### Problem to work on
Set down every entry again word for word, please, but skip the pictures.

### Raw data

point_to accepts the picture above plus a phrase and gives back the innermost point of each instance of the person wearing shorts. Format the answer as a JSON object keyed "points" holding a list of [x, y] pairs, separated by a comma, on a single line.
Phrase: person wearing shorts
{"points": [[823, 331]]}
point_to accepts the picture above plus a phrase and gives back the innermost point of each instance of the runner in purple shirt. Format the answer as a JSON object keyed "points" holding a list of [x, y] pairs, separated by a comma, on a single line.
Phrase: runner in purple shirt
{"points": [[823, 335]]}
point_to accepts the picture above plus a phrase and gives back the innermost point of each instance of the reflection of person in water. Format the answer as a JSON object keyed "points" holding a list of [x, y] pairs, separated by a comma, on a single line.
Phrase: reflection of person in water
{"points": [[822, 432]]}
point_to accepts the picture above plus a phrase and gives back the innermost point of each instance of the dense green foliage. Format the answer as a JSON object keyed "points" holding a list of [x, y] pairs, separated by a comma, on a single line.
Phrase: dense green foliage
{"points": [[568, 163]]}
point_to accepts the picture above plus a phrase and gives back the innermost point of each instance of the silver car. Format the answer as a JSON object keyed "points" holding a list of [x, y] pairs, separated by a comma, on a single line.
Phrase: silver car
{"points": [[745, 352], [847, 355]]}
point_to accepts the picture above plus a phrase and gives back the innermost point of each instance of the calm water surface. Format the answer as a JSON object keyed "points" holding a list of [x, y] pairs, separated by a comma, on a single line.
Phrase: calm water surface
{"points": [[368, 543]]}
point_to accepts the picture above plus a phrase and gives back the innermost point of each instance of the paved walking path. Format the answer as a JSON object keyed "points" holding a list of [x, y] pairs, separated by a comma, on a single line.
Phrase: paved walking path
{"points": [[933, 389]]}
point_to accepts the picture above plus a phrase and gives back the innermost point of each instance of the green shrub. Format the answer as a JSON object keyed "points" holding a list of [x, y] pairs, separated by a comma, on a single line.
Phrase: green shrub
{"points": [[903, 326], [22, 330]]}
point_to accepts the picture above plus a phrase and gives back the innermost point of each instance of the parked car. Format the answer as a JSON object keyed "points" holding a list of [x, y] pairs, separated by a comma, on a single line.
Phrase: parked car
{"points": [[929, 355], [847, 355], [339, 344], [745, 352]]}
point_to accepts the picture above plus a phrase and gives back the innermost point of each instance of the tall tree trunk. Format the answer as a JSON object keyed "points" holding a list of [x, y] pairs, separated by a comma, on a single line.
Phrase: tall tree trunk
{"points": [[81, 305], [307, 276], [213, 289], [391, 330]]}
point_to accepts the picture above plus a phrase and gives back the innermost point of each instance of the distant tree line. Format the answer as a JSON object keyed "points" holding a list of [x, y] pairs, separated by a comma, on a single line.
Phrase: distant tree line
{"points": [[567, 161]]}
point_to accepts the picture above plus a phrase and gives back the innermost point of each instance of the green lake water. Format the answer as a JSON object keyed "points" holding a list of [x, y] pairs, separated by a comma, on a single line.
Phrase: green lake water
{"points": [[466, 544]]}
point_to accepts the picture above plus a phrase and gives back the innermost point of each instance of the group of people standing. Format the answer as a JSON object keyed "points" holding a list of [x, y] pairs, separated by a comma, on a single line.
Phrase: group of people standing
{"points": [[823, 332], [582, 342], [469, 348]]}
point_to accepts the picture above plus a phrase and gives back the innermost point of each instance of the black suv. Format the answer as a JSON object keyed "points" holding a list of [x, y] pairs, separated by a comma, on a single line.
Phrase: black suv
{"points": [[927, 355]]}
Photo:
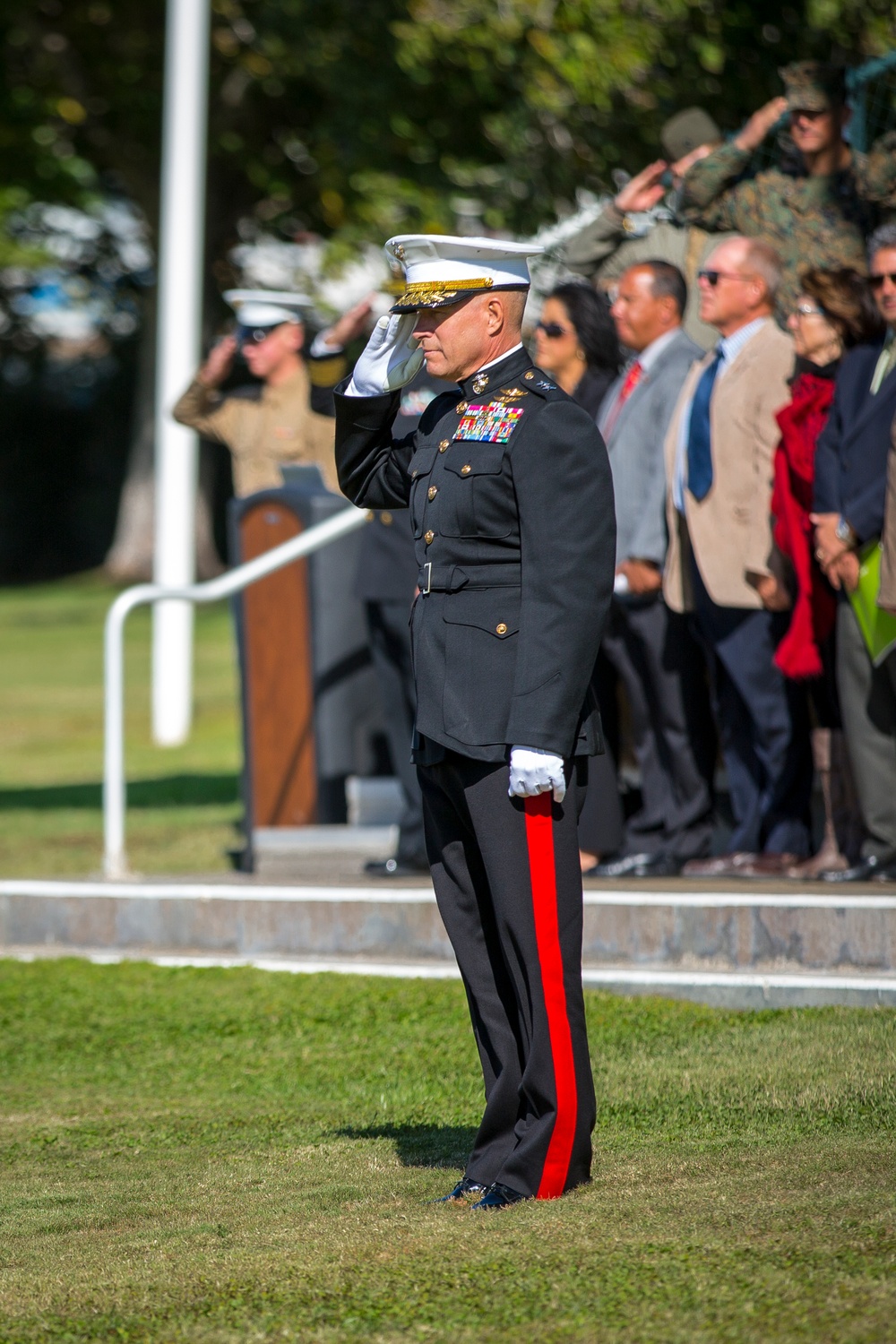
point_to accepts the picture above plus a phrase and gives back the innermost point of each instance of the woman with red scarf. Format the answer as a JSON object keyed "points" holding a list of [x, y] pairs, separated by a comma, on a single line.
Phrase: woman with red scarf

### Exercise solution
point_to accepts the picture above plus a phrase and gives back the innermost point of each instance of the person wearing shorts. Format the answer as a JSON object keyed "points" holding a list of [x, y] pairs, separated by a comma, on a single line.
Phrase: person wearing shorts
{"points": [[823, 331]]}
point_to accepts the picture above plus a phrase and gives back the innermost point of each instance of the runner in purple shirt. Format the answer as a JSON object keyed "points" holding a list of [x, y] pairs, separated by a comma, on a single line.
Phrase: runner in purple shirt
{"points": [[823, 335]]}
point_to accepts the picture above plus a phrase and gives back the innermost point of each instance of the reflection of person in water. Format the answer as a JSON object keyed "points" holding a list of [x, y] pairs, separated by a comma, on a single line.
Phrase: reflection of person in water
{"points": [[822, 432]]}
point_to accepts the picture above plus a phrase and gives back the innermost point of each instance of the dense green foliage. Format the answer as a JSON object keyed "points" holding a list of [x, y] pairs, separated by a comma, on a single line.
Phrase: dense green foliage
{"points": [[568, 163]]}
point_to accepts the picture above plus a phrase and gives back the innermost point of each instance of the silver car. Format the answer as a JSON object keyed "points" holding a list of [x, y] pairs, separated by a comma, on a single line.
Phrase: silver car
{"points": [[745, 352], [847, 355]]}
point_to accepts the picture above plus a phrase and gives back the innermost point of each instance of the calm water surface. Format the answer as a JSON object keyed "points" holding a list of [x, y] pairs, separated by a comma, on a single line.
Phrase: calm water surface
{"points": [[368, 543]]}
point_to accepts the picture above plus a phrase and gives back the innermost point of each instance of the paved walking path. Format the answer as a JSON object keyed "points" holding a list of [x, y] pairs, separated by a comma, on a single line.
Phrase: paved walking path
{"points": [[933, 389]]}
point_to accepts the picture above plus a phrase and gives back the innermost point of each instance of the green shrub. Format the answer as a JSON object keyed "points" holding a list of [x, y] pairs, separated by a comma, on a single line.
Phrase: green shrub
{"points": [[903, 326], [22, 330]]}
point_to accepts the picture above plus a phrase and gives back the innermost point of each instance of the parked car. Format the answer as a JSON object keyed "points" holding a list of [x, y] pairs, separated by a comma, on a single line.
Phrase: parked car
{"points": [[929, 355], [847, 355], [339, 344], [745, 352]]}
point_to accepts the picture above plus a phrase and gives back the innermost point of each instance of the tall tree trunk. Format the answer as a JSON object keyed "points" holding a list of [x, y] pairs, separated by a comma, on a single line.
Phrase: tall tree trunk
{"points": [[81, 305], [307, 276], [213, 289], [391, 330]]}
point_to accepts the picture above plus a phrase and gives back the innermost point of each instance of the distant tree line. Format the answer as a JSON object keyed "points" holding a list of [x, y] pairs, separated by a comma, on a single line.
Phrase: distant tree line
{"points": [[567, 161]]}
point_to accepts the picture above plus a phrase and gives back the innermost point of each instance of the green lake water. Format the answer as a JSON object keyed "points" holding a list of [x, y] pairs, separated by a comma, on a single line.
Phrase: green lake water
{"points": [[466, 544]]}
point_to accepts the picture above plus a phrase and gives back the innermost point of each instance of the group of people standing. Format the answer as a JSON object keyed "points" holding a list of [x, y] pairs, separated by a comma, on a single line.
Phrase: group of people standing
{"points": [[823, 332], [582, 342], [469, 348]]}
point_to accepts the picture above plus a phrase and gives back the innermost point of each instance of the black suv. Format the answer as a JSON object keyed "points" holding a list of [x, y] pairs, separated by a comma, on a single line.
Phrase: black suv
{"points": [[927, 355]]}
Photo:
point_to accepts the picture above plus a phrase and gives back the innermost point of each instance of the woman with red scarf. Format the answer as a JSON object keyed "points" holding a list of [x, y] pairs, separated by a comma, on a single line.
Phrase: woman with red scarf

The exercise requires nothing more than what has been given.